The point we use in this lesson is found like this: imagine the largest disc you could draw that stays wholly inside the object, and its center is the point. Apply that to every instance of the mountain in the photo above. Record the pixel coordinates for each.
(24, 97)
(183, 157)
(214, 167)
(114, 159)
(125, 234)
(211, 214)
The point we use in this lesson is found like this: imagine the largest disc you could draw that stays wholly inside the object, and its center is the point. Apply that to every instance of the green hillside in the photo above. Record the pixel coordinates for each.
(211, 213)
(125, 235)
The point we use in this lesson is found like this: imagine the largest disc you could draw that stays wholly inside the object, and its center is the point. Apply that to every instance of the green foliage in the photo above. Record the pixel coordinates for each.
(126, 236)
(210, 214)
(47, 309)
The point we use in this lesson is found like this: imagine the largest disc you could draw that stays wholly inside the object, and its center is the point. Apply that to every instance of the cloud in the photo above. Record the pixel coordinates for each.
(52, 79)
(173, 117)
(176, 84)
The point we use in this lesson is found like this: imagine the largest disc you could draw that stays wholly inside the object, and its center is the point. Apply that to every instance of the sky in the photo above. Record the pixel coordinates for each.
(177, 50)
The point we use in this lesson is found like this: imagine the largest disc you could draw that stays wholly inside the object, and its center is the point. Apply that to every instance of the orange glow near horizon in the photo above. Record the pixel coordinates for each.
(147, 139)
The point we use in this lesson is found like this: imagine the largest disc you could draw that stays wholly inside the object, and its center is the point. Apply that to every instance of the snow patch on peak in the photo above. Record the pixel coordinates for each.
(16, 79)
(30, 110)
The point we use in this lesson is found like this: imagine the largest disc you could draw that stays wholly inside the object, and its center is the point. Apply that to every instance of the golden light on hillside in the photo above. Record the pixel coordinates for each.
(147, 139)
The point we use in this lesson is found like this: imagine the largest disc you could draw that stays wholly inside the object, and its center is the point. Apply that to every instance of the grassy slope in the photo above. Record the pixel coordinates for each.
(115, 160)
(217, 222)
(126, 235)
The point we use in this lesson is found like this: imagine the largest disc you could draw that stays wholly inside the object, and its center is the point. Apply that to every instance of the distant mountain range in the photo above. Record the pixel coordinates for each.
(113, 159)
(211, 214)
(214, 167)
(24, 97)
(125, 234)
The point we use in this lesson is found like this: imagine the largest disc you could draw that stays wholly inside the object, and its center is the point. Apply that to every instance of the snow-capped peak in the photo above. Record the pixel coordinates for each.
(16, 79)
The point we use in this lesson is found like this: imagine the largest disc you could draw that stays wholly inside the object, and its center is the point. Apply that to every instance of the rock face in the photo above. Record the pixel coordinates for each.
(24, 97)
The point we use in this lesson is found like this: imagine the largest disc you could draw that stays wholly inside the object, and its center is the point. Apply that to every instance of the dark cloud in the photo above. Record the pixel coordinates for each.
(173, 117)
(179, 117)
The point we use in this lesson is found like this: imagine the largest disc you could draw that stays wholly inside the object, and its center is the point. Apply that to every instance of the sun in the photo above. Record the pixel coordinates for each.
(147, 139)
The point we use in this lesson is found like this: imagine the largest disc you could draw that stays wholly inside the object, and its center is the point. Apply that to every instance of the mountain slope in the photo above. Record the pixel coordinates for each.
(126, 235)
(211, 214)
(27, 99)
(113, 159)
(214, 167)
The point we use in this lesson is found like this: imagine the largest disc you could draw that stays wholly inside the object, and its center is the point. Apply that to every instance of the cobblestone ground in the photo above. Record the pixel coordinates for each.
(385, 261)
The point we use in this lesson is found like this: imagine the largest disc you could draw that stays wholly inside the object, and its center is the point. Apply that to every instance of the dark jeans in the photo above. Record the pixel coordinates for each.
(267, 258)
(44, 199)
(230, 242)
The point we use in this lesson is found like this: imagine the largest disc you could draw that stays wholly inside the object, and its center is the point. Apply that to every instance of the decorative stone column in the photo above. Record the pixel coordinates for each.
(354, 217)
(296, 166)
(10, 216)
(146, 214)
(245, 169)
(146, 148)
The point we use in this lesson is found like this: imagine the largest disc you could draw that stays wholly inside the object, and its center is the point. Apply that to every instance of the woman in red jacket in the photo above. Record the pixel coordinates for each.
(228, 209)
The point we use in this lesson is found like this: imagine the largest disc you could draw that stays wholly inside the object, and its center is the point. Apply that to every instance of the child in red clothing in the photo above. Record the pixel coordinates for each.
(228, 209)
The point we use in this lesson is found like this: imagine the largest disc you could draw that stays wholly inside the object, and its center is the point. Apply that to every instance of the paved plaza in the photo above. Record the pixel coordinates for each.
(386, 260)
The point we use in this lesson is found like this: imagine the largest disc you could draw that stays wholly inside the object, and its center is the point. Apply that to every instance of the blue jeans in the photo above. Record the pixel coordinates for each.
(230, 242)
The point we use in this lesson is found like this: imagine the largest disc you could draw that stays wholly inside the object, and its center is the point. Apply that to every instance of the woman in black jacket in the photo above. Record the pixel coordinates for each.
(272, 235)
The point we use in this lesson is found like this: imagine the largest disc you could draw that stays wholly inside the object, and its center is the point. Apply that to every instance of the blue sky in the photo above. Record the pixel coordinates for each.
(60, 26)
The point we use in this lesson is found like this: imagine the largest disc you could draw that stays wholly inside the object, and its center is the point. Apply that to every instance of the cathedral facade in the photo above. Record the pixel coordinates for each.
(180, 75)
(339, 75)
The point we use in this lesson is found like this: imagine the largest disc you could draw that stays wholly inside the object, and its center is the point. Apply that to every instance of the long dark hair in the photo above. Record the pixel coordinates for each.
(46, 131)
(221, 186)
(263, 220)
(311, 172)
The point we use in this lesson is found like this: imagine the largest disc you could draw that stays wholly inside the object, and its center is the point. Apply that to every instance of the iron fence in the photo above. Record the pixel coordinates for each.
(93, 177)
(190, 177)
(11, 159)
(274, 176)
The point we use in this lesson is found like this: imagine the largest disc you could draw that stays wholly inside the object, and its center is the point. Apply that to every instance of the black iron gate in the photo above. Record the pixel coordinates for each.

● **Exercise details**: Copy the records above exactly as they appear.

● **The reply**:
The point we use in this lesson is found like this: imagine the largest disc you could draw that stays wholly inside the object, and its center is the point. Apply that to every instance of the mountain in the photo above. Record the pixel coordinates for each.
(24, 97)
(183, 157)
(214, 167)
(114, 159)
(125, 234)
(211, 214)
The point we use in this lesson is found like this: imagine the largest disc you could draw that stays wholly inside the object, and its center is the point. Apply that to every instance of the green hillside in the photo above. Record the pixel coordinates for each.
(211, 213)
(125, 235)
The point we use in this lesson is found like this: imagine the largest disc you could draw that stays wholly inside the object, and its center is the point. Apply that to every instance of the green foliage in the photo above. Record the pixel coordinates for each.
(126, 236)
(210, 214)
(47, 309)
The point we use in this lesson is found like this: imagine the largest disc you could draw that stays wholly inside the object, and its center is the point. Apply that to every instance of the cloud in the photo above. Record the pixel coordinates for each.
(52, 79)
(173, 117)
(176, 84)
The point we use in this lesson is found like this: imagine the largest disc you could draw that stays wholly inside the object, and its center is the point. Apply that to every instance of the sky in the photo above. Record the pixel coordinates for each.
(177, 50)
The point we use in this lesson is found like this: imagine the largest disc you could draw that stays wholly inside the object, and its center is the point. Apply that to every instance of the orange glow near horizon in the photo above. Record the pixel coordinates for each.
(147, 139)
The point we use in this lesson is found like this: imagine the largest disc you could draw that stays wholly inside the object, and its center is the point. Apply that to every instance of the snow patch on peak in the photo above. Record the pixel coordinates for each.
(16, 79)
(30, 110)
The point we use in this lesson is found like this: imagine the largest disc you could draw that stays wholly inside the object, and its center is the point. Apply that to every instance of the golden light on hillside in the photo above. Record the pixel coordinates for each.
(147, 139)
The point we use in this lesson is found like this: imagine the largest disc you could draw that stays wholly inside the object, and its center is the point. Apply that to every instance of the grassy slope in the photo above. Record the pixel coordinates for each.
(115, 160)
(217, 222)
(126, 235)
The point we use in this lesson is found like this: imagine the largest disc you could draw that stays wholly inside the object, and its center is the point. Apply that to every instance of the distant mountain range in the photo above. Record the pixel coordinates for each.
(113, 159)
(211, 214)
(214, 167)
(24, 97)
(125, 234)
The point we use in this lesson is found like this: imagine the largest disc you could draw that stays wholly inside the object, and its center is the point. Apply that to every instance of the snow-capped peak in the photo above. Record the pixel coordinates for each.
(16, 79)
The point we use in this lesson is found like this: imagine the largest disc you could draw that stays wholly inside the object, and its center is the point. Apply that to every instance of the rock face in the photo above. Record the pixel coordinates for each.
(24, 97)
The point we use in this lesson is found like this: imagine the largest disc you could draw that stays wholly inside the object, and its center is the point. Apply that to every instance of the dark cloud in the photo above. Record the pixel coordinates for each.
(173, 117)
(179, 117)
The point we use in this lesson is found like this: imagine the largest disc you could draw that stays wholly inside the object, and its center is the point. Apply that to every instance of the sun in the photo above. Record the pixel coordinates for each.
(147, 139)
The point we use in this lesson is found like this: imagine the largest disc you could draw that stays wholly inside the object, and its center is the point. Apply that to every instance of the mountain slope in the photo above. Record the pixel coordinates for each.
(126, 235)
(211, 214)
(27, 99)
(113, 159)
(214, 167)
The point we use in this lesson is found like this: imagine the largest disc you could draw that stays wholly inside the object, and its center is the point. Apply that to every instance of the cobblestone ground in the photo above. Record the pixel coordinates for each.
(385, 261)
The point we use in this lesson is found like this: imagine the largest disc you could draw that stays wholly inside the object, and its center is the point. Apply that to every instance of the dark jeans in the photo above. Record the pixel coordinates for each.
(267, 258)
(44, 199)
(230, 242)
The point we use in this lesson is found like this: imagine the largest disc you could draw that stays wholly inside the object, and its center is the point. Apply that to every instance of the decorative stone column in the photo above. Record the pixel coordinates for each.
(354, 217)
(296, 166)
(10, 216)
(146, 214)
(245, 169)
(146, 148)
The point we use in this lesson is found like this: imagine the largest disc you could draw that stays wholly inside the object, and its center is the point. Apply that to every instance of the woman in red jacket in the photo above. Record the pixel coordinates for each.
(228, 209)
The point we use in this lesson is found like this: imagine the largest disc you could draw that stays wholly inside the object, and its center is the point. Apply that to every instance of the child in red clothing in the photo above. Record the pixel coordinates for each.
(228, 209)
The point we use in this lesson is found like this: imagine the largest disc you could draw that stays wholly inside the object, and its center is the point. Apply that to every instance of the paved plaza in the photo above. Record the pixel coordinates for each.
(386, 260)
The point we use in this lesson is found like this: imagine the largest disc you could draw that stays wholly inside the object, and its center is the point. Apply that to every instance of the blue jeans in the photo above. Record the pixel coordinates for each.
(230, 242)
The point we use in this lesson is found like this: imagine the largest disc you could draw that stays wholly inside the object, and its center is the point. Apply that to every instance of the woman in black jacket in the photo above. Record the pixel coordinates for each.
(272, 235)
The point we use in this lesson is found like this: imagine the largest disc you could draw that stays wholly inside the object, and its center is the point. Apply that to every instance of the blue sky in the photo above. Record the pixel coordinates for each.
(60, 26)
The point we use in this lesson is found like this: imagine the largest disc you could draw that stays wholly inside the object, and its center is the point. Apply that to every instance of the cathedral facade in the photo above. Record the pixel coordinates for each.
(180, 75)
(339, 75)
The point we use in this lesson is found like this: imagine the largest disc you could draw that stays wholly inside the object, and its center is the point. Apply that to every instance of the long dark hair in the photo above. Record the pixel coordinates for each.
(46, 131)
(221, 186)
(263, 220)
(311, 172)
The point we use in this lesson is found like this: imagine the largest disc you could draw that stays wholly inside the object, and its center is the point. Apply that to every instance of the iron fence in the photo above. Record the pixel coordinates for each.
(93, 177)
(190, 177)
(11, 159)
(274, 176)
The point we use in this lesson is found like this: imagine the largest disc you could draw that stays wholly inside the object, and its center is the point. Apply that to every instance of the black iron gate in the photo above. Record the pixel coordinates for each.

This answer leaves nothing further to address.